Each line below that carries the string "bench" must appear in the answer.

Start of AVAILABLE DATA

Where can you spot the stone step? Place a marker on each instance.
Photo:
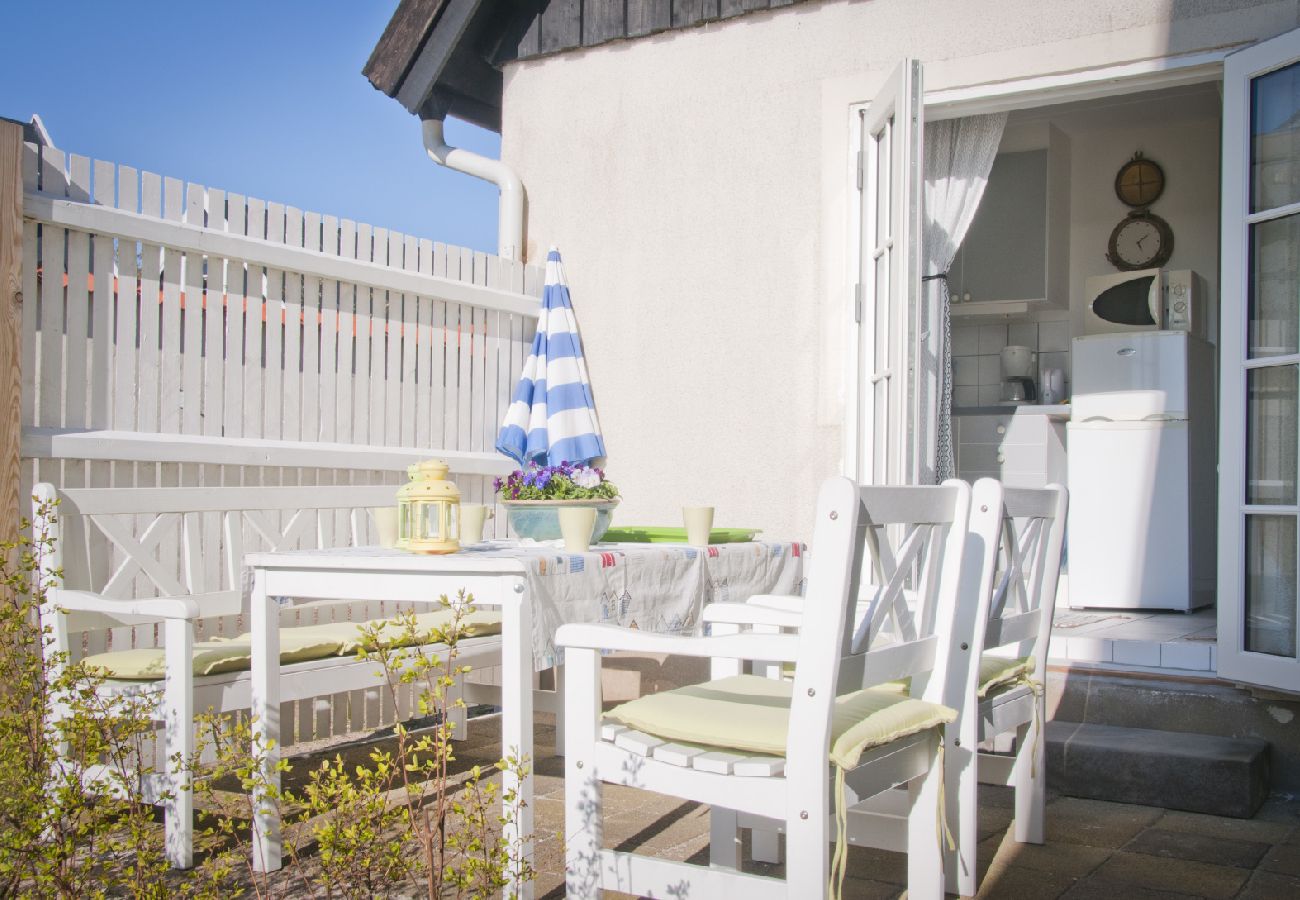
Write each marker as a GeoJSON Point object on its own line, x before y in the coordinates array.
{"type": "Point", "coordinates": [1174, 770]}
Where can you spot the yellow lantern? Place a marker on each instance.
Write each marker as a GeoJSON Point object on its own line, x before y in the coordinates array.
{"type": "Point", "coordinates": [428, 510]}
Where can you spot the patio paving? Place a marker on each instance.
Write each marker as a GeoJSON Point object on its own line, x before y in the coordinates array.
{"type": "Point", "coordinates": [1095, 849]}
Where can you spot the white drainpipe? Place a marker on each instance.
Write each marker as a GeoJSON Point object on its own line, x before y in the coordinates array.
{"type": "Point", "coordinates": [510, 221]}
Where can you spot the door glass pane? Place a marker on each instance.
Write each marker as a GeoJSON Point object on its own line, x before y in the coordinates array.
{"type": "Point", "coordinates": [1270, 441]}
{"type": "Point", "coordinates": [1270, 584]}
{"type": "Point", "coordinates": [1275, 138]}
{"type": "Point", "coordinates": [1274, 294]}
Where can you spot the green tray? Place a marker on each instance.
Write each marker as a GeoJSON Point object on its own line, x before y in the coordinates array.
{"type": "Point", "coordinates": [659, 535]}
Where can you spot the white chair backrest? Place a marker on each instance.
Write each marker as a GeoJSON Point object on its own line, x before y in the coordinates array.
{"type": "Point", "coordinates": [1023, 596]}
{"type": "Point", "coordinates": [900, 550]}
{"type": "Point", "coordinates": [135, 542]}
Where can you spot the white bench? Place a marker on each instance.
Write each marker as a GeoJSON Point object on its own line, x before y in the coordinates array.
{"type": "Point", "coordinates": [163, 567]}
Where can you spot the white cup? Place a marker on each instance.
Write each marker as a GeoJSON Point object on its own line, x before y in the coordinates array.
{"type": "Point", "coordinates": [473, 516]}
{"type": "Point", "coordinates": [576, 526]}
{"type": "Point", "coordinates": [700, 522]}
{"type": "Point", "coordinates": [386, 522]}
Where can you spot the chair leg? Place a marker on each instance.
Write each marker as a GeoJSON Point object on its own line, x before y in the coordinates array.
{"type": "Point", "coordinates": [924, 848]}
{"type": "Point", "coordinates": [961, 777]}
{"type": "Point", "coordinates": [584, 826]}
{"type": "Point", "coordinates": [1031, 775]}
{"type": "Point", "coordinates": [766, 846]}
{"type": "Point", "coordinates": [723, 838]}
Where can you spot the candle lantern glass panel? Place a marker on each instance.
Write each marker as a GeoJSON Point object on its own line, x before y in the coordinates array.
{"type": "Point", "coordinates": [429, 510]}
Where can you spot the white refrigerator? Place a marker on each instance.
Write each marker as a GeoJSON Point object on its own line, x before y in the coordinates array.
{"type": "Point", "coordinates": [1142, 472]}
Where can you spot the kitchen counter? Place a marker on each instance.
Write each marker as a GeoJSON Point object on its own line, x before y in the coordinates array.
{"type": "Point", "coordinates": [1054, 411]}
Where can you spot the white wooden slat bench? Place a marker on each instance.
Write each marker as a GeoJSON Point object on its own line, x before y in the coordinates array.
{"type": "Point", "coordinates": [138, 571]}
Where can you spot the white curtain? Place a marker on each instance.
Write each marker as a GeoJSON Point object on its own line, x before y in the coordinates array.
{"type": "Point", "coordinates": [958, 158]}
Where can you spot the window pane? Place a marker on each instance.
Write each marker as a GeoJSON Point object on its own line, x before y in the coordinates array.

End of AVAILABLE DATA

> _YOUR SOLUTION_:
Where can you spot the white bench? Place a marker on each instance.
Where can you spot the white wooden slat bench? Place a marker on each instance.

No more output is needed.